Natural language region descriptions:
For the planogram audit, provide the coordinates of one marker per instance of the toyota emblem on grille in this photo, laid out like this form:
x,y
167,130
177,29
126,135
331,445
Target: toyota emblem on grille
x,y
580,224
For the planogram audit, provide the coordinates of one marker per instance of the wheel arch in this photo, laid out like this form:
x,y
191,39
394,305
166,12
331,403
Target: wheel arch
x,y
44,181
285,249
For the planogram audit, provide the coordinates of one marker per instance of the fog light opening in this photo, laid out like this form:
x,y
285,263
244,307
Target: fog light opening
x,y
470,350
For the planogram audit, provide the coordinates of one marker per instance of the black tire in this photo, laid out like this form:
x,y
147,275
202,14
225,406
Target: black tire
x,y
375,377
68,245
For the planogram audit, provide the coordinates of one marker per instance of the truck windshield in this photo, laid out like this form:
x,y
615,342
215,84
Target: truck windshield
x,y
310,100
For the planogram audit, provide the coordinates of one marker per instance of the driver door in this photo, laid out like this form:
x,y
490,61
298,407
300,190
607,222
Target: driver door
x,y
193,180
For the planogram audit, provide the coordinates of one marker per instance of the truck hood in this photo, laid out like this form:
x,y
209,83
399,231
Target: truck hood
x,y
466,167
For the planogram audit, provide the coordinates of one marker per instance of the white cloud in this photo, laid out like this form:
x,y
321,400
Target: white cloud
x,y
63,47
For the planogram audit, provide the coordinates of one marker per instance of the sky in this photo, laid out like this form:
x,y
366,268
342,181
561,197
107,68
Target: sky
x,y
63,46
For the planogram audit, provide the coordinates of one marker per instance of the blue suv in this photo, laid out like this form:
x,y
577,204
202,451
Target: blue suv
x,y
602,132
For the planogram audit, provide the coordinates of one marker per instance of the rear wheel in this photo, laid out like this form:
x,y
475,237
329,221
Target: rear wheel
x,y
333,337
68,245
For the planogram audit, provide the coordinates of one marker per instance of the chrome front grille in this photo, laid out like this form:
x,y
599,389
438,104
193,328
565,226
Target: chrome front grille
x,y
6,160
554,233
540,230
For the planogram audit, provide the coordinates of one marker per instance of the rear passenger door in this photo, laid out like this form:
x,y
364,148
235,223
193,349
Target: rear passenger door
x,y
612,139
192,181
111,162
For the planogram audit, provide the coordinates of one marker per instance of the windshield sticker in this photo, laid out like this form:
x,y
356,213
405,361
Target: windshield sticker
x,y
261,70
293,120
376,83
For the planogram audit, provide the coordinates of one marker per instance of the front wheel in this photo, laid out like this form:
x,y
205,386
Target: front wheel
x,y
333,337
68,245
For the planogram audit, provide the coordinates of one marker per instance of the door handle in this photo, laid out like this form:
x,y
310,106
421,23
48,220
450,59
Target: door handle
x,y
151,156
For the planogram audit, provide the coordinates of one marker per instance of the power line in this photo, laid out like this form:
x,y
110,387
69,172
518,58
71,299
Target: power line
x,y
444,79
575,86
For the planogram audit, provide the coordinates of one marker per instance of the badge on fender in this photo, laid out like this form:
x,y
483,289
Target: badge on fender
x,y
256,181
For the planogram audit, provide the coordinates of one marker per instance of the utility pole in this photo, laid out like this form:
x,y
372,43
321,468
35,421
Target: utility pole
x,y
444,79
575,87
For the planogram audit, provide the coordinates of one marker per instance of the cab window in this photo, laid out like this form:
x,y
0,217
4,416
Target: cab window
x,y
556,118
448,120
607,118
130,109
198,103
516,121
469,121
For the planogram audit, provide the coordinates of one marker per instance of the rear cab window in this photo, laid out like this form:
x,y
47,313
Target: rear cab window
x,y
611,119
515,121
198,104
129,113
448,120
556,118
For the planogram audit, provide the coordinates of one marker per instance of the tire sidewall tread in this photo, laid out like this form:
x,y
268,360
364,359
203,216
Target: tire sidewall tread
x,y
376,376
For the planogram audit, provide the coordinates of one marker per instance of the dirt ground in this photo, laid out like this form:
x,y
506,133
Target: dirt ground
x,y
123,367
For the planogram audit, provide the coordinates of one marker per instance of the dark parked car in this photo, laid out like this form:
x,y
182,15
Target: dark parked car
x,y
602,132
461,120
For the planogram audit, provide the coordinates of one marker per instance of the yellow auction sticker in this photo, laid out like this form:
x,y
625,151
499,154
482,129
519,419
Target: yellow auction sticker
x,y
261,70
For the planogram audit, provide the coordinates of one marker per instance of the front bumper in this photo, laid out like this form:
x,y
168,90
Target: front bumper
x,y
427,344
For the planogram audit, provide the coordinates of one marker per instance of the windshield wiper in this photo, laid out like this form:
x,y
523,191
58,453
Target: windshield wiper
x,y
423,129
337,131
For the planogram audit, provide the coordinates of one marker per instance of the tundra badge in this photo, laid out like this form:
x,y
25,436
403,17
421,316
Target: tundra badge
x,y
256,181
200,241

What you are asked to do:
All records must be transcribed exactly, with none left out.

Solution to the exercise:
For the planogram audit, provide the coordinates of one marker per instance of the toyota emblem on grille in this photo, laid out like this form:
x,y
167,130
177,29
126,135
331,445
Target: toyota emblem on grille
x,y
580,224
For the planogram audit, provide the coordinates of one marker per instance of the wheel arch in this photo, laid out like this form:
x,y
191,39
394,305
166,12
331,403
Target: wheel arch
x,y
44,181
285,249
For the planogram audit, provide the coordinates of one marker per instance of the fog light opening in this photo, laid out like this form:
x,y
285,263
244,307
Target: fog light opening
x,y
470,350
For the planogram audit, provide the coordinates of one marker per instance of the black tire in this photo, laid out like this form:
x,y
147,275
202,14
225,406
Target: black tire
x,y
375,377
68,245
For the planogram audit, provide the coordinates of one marker per instance of the truck windshield in this photo, laid out like this form:
x,y
615,342
215,84
Target: truck windshield
x,y
310,100
For the planogram audit, provide the coordinates of one marker per instance of the driver door in this photo, laid out like this form:
x,y
490,61
298,407
300,190
607,222
Target: driver door
x,y
193,180
For the planogram audit, provide the coordinates of one marker per instance of the truck hood in this photo, laid out like this form:
x,y
209,83
399,231
Target: truck hood
x,y
466,167
For the planogram audit, provide the coordinates of one marker per instance of the white cloud in this photo, laid out like this form:
x,y
321,400
Target: white cloud
x,y
63,47
For the planogram audit, provide the coordinates of one marker per instance of the sky in this photo, laid out like this form:
x,y
366,268
342,181
561,197
107,68
Target: sky
x,y
63,46
For the planogram audit, provide the coordinates of one marker per instance of the blue suv in this photo, laid out like this form:
x,y
577,204
202,451
Target: blue suv
x,y
602,132
For the planogram audit, provide the coordinates of one marker per instance of the rear wheel in this photo, laid out like this form:
x,y
475,237
329,221
Target: rear wheel
x,y
333,337
68,245
For the planogram audit, provide the coordinates of one marker per instance of the chrome front grille in this photo, laid out like this form:
x,y
599,389
438,104
193,328
565,226
Target: chrome front grille
x,y
6,160
554,233
540,230
For the planogram audit, provide the coordinates of one marker per instance of the rear passenger door in this photo, laid out like this form:
x,y
364,148
235,223
193,349
Target: rear passenger door
x,y
612,139
192,181
111,162
For the planogram audit, provide the coordinates of one marker per instance of the windshield sticker in this photo, laid out like this form:
x,y
356,213
405,361
Target: windshield sticker
x,y
261,70
293,120
376,83
For the planogram audit, provide the coordinates of one marker per instance of the front wheel in this photo, laid out like this form:
x,y
205,386
Target: front wheel
x,y
333,337
68,245
For the planogram audit, provide the coordinates of one marker per instance of the door handle in this photo, laid out like this form:
x,y
310,106
421,23
48,220
450,59
Target: door handle
x,y
151,156
For the planogram audit, provide the coordinates of one marker per instance of the power line in this photo, laid out like this form:
x,y
110,387
69,172
518,58
71,299
Target: power line
x,y
444,79
575,86
For the planogram audit, provide the coordinates of one marker per instance of the badge on fender in this photo, laid out like this form:
x,y
483,289
Target: badge on fender
x,y
256,181
For the planogram audit, provide the coordinates of one marker per instance of the utility pole in this photo, laid out like this form:
x,y
372,43
321,468
35,421
Target: utility pole
x,y
444,79
575,87
For the planogram audit, provide the coordinates of one marker per instance of the cab window in this photo, laid out like this form:
x,y
0,217
4,416
Target: cab window
x,y
556,118
448,120
607,118
130,109
198,103
516,121
469,121
For the planogram audit, provide the coordinates of one marker per instance of the rear cab window in this photo, laid out like this form:
x,y
47,313
Target: rear cab window
x,y
611,119
515,121
198,104
129,113
448,120
556,118
For the planogram audit, provide the coordinates of one marker per instance of the tire sidewall tread in this photo, laid out like this form:
x,y
268,360
364,359
203,216
Target: tire sidewall tread
x,y
376,376
For the planogram audit, provide the coordinates of one marker per instance of the dirt ground in this photo, laid out like this form:
x,y
506,133
Target: dirt ground
x,y
123,367
For the planogram audit, provide the coordinates of one marker per instance of the dark parked car in this photo, laid out like this form:
x,y
182,15
Target: dark parked car
x,y
602,132
461,120
For the planogram audit, provide the coordinates of one marker per instance of the yellow auction sticker in this photo, laid out like this form:
x,y
625,151
499,154
482,129
519,419
Target: yellow auction sticker
x,y
261,70
For the planogram audit, provide the coordinates of one marker per instance of the front bumper in this photo, laid out like this form:
x,y
168,90
Target: front bumper
x,y
427,344
For the planogram audit, provide the coordinates of one marker per instance of the windshield wiper in this photo, laid out like this form:
x,y
523,191
58,453
Target: windshield wiper
x,y
423,129
337,131
For the planogram audit, provide the coordinates of one marker per instance of the tundra badge in this photo, laid out like this form:
x,y
25,436
403,17
421,316
Target: tundra badge
x,y
256,181
200,241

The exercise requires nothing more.